:: TASK ::
Scan the data below and state how many of its lines contain the word "every", giving only the figure.

[Stored data]
--- START ---
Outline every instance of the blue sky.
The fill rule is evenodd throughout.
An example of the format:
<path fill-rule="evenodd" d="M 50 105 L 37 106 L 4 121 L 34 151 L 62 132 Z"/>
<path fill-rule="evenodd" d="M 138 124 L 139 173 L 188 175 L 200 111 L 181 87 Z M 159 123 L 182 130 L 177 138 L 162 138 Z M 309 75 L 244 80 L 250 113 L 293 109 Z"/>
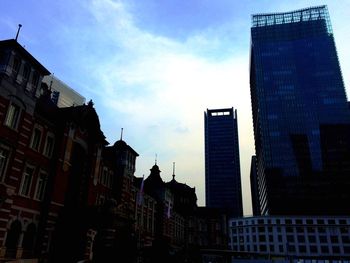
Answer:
--- END ---
--- START ---
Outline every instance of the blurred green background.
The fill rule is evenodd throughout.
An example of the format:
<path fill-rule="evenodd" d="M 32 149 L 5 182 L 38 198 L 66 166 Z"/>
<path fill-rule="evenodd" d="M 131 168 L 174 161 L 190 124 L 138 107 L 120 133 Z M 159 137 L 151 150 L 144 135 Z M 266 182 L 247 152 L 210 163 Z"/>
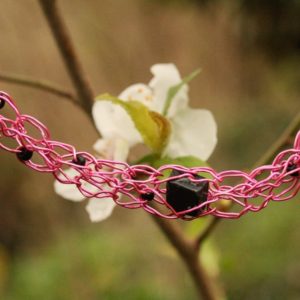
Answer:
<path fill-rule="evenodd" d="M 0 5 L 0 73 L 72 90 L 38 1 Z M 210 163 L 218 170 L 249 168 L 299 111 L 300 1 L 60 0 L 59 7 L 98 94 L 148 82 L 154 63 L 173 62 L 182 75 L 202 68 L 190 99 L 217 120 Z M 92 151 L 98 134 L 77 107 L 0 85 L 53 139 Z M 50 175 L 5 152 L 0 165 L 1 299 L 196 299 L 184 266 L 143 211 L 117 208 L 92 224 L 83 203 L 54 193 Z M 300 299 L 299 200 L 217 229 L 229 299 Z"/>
--- END ---
:: RESULT OF THIS TASK ::
2